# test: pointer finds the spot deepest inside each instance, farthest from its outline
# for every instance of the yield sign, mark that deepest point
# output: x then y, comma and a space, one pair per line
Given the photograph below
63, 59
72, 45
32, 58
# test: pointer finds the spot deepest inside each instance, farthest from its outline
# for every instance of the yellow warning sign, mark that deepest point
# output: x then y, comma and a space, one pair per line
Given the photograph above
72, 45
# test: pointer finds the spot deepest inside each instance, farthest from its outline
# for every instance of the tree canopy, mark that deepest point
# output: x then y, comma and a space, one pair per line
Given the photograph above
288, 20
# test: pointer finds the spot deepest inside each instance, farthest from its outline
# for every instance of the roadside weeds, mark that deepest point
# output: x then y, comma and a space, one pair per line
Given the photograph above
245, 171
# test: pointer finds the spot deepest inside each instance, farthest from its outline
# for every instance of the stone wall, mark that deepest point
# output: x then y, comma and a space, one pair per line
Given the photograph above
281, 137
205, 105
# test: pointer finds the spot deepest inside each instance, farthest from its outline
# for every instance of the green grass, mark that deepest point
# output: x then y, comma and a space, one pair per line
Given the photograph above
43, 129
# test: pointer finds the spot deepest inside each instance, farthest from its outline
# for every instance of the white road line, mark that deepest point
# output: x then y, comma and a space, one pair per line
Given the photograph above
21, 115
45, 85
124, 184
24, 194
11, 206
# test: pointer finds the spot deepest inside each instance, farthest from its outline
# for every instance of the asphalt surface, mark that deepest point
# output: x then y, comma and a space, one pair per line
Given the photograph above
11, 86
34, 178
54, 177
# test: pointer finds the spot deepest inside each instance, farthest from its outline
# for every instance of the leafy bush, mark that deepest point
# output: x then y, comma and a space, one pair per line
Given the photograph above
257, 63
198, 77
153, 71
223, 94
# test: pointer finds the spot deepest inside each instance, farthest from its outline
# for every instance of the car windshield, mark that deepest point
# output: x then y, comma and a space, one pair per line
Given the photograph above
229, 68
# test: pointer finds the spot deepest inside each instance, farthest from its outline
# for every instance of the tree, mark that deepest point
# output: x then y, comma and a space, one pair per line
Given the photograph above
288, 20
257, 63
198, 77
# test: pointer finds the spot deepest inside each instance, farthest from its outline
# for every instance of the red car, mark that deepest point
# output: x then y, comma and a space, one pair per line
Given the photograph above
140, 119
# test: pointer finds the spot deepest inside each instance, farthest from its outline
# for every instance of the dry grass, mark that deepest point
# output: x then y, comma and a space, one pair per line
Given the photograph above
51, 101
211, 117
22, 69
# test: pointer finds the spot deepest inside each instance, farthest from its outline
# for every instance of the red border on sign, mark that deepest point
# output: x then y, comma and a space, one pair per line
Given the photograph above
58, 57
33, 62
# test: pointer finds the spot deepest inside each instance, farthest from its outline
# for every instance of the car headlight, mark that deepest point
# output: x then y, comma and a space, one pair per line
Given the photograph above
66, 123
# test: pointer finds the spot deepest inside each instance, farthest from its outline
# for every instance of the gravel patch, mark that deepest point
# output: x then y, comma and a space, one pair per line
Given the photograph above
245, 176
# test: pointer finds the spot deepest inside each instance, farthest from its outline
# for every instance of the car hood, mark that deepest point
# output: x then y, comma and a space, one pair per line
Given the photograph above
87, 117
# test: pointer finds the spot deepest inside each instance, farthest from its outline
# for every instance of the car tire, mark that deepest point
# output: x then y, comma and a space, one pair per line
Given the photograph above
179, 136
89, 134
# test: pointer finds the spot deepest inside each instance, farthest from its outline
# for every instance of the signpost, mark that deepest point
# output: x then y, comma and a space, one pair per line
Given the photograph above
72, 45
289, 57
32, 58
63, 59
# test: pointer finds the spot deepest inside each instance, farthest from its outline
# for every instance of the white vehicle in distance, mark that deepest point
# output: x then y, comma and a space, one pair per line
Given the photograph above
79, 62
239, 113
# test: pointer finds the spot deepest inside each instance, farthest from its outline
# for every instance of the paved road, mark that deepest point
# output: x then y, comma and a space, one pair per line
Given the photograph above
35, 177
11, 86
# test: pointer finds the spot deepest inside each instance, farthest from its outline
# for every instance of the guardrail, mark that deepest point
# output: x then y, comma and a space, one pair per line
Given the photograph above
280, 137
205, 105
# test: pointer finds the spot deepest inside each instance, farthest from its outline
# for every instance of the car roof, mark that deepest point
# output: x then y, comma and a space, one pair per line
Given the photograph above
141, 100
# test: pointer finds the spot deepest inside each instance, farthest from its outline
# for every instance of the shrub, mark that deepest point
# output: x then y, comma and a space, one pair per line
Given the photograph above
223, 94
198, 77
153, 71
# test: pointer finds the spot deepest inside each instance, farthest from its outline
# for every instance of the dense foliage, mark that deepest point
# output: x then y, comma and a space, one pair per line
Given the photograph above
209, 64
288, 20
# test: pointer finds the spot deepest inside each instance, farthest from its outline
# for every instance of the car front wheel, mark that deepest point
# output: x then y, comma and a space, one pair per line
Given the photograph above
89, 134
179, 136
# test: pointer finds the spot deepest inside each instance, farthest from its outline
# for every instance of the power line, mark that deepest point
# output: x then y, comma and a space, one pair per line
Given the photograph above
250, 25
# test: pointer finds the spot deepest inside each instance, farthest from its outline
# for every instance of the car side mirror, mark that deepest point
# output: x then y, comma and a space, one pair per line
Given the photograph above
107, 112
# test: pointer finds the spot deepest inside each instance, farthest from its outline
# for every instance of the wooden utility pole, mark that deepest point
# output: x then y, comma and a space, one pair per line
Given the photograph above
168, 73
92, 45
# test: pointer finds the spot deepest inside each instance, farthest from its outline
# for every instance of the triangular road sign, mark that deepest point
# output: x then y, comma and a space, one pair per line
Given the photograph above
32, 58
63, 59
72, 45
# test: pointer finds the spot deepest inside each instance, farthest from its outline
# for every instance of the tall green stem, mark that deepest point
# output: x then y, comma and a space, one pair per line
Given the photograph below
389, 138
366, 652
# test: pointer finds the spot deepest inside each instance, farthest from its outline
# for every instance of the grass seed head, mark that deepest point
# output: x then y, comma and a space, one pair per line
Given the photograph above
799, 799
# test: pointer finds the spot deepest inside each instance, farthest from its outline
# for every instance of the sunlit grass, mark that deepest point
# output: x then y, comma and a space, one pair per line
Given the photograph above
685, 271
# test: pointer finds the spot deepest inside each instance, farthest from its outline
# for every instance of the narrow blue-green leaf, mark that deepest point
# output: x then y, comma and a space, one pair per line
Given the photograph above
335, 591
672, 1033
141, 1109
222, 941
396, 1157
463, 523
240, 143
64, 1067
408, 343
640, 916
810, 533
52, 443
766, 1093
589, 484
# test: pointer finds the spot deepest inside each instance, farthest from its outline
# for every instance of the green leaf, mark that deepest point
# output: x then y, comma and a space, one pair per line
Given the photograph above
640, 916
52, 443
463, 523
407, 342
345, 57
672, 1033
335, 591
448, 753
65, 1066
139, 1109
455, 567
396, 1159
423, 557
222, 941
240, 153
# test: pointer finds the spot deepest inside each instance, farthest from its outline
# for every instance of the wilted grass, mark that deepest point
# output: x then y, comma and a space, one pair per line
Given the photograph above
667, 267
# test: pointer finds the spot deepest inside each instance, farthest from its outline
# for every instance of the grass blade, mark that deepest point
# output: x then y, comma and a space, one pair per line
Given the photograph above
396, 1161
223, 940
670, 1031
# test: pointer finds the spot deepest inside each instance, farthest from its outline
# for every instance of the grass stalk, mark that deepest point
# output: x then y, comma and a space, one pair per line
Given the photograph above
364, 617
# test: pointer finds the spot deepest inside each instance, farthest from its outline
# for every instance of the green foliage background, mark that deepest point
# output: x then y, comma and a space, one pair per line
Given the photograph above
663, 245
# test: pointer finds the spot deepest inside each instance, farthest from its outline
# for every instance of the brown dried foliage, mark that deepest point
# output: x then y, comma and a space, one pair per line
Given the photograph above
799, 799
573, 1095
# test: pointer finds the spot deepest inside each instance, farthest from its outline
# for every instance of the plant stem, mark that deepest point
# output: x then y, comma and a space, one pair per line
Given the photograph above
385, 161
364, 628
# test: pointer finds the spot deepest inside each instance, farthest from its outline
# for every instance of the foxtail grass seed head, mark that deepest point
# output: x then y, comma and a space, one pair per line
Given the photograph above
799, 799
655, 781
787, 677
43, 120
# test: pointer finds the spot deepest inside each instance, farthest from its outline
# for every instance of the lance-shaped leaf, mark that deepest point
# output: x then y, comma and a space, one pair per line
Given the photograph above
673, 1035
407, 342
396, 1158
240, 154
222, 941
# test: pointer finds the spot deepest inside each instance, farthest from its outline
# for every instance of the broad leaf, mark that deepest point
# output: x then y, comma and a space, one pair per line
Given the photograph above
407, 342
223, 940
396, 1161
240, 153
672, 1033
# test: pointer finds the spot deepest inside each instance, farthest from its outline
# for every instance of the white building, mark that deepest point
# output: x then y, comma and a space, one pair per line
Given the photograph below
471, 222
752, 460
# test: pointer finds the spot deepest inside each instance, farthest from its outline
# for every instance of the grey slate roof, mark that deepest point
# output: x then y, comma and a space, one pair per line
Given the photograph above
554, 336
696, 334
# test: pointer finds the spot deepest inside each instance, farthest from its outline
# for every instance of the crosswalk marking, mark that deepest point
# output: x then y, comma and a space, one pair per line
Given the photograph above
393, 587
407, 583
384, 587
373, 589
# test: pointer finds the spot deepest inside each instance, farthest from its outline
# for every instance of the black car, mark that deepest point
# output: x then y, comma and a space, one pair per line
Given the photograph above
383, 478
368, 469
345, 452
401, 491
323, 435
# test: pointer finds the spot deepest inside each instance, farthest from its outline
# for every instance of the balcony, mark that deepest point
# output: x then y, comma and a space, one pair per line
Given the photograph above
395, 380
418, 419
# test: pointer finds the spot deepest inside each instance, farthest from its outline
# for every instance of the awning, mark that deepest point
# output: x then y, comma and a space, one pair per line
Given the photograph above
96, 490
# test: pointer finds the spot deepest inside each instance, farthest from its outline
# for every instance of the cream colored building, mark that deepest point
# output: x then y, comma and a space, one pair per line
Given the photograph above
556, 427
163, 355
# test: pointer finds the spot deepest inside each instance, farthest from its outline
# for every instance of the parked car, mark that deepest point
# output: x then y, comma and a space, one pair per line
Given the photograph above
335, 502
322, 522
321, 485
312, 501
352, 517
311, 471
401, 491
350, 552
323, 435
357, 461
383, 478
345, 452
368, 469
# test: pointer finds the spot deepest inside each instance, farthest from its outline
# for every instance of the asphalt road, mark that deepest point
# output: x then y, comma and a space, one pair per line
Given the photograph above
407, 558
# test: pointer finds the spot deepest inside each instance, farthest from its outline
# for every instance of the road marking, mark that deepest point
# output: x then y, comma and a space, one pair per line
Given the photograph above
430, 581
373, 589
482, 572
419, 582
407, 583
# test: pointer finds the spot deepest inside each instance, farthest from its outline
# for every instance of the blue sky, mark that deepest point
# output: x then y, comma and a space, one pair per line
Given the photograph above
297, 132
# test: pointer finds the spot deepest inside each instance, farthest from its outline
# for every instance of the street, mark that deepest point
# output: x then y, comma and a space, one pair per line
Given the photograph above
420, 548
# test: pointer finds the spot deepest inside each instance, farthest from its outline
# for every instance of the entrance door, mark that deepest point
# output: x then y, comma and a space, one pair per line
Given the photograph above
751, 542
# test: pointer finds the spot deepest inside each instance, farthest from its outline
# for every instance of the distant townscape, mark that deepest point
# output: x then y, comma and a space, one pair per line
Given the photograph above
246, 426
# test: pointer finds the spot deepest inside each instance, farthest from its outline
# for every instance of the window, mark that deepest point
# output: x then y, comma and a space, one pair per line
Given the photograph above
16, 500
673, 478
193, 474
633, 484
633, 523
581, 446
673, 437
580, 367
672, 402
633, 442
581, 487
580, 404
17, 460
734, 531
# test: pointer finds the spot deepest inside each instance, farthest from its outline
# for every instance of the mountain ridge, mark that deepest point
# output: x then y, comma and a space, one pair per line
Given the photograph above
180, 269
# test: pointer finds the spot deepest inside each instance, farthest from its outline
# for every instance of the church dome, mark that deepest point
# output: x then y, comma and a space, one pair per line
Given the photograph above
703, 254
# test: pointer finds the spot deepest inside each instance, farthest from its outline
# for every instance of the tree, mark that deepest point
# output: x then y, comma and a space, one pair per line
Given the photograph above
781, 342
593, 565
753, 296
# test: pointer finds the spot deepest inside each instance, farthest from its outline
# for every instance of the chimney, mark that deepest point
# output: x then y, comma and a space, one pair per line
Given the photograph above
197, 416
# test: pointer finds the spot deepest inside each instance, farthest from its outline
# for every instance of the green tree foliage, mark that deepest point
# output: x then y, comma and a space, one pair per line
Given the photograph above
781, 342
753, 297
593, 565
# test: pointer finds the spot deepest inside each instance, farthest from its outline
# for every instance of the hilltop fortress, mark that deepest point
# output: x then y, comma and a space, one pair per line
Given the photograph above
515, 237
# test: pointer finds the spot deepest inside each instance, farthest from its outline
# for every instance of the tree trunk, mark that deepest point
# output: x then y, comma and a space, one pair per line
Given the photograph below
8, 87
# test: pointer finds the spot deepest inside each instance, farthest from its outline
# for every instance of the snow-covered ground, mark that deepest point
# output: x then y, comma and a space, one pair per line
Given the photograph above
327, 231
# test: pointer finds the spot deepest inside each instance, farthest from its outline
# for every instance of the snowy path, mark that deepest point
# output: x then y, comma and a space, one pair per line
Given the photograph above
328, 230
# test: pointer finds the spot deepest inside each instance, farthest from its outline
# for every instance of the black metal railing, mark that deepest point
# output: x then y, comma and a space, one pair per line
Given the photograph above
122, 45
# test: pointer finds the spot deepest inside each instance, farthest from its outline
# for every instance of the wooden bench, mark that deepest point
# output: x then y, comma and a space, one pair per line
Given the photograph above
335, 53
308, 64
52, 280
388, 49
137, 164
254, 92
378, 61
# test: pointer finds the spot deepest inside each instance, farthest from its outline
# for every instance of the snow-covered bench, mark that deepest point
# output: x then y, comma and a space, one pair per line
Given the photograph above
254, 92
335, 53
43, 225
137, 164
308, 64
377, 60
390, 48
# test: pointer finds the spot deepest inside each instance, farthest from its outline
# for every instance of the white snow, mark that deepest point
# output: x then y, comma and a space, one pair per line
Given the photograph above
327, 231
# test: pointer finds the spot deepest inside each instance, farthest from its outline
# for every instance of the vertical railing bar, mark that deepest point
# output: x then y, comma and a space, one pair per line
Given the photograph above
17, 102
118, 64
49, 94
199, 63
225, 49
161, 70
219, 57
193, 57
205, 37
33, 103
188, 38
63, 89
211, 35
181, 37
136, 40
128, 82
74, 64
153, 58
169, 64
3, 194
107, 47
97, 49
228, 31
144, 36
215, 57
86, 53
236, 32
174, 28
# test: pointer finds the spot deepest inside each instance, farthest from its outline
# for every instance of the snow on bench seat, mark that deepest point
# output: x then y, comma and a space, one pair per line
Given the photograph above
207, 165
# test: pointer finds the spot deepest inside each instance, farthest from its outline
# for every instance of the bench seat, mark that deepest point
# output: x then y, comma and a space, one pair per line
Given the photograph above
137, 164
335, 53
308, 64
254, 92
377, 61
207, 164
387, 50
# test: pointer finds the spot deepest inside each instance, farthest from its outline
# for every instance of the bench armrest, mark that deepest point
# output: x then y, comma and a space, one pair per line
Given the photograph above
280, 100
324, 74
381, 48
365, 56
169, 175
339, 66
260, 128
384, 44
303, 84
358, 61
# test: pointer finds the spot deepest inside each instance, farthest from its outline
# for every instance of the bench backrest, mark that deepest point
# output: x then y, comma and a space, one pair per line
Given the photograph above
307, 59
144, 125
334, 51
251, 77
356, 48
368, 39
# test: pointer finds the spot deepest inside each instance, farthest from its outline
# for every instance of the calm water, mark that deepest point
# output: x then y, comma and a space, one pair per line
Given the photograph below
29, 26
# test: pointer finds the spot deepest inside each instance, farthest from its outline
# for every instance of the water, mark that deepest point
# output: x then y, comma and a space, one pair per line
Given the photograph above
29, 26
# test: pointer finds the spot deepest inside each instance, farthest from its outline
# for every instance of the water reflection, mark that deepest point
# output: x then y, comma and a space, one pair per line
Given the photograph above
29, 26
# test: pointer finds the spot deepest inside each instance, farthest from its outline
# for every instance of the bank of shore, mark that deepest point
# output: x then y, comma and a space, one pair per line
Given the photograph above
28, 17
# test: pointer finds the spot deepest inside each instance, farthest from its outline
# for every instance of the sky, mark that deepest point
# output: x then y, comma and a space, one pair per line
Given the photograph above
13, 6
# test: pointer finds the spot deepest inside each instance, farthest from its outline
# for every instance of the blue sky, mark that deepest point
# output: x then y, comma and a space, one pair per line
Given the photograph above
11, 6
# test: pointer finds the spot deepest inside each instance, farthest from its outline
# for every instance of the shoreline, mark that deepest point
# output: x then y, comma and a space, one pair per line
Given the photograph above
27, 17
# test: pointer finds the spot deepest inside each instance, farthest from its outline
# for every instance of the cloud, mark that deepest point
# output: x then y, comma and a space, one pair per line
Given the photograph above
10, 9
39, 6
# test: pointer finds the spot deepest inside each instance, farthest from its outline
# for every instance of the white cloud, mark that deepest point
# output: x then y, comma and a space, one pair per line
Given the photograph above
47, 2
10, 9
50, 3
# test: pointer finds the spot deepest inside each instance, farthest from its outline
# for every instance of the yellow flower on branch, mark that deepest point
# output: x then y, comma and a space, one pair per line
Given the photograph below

** PROBLEM STATEMENT **
From the rows above, pick out every line that contains the word "railing" and copy each one in full.

** SOLUTION TO THE PROBLEM **
# for every instance of the black metal railing, mark that deepest point
# for every instance of the vertical railing bar, mark that deepest point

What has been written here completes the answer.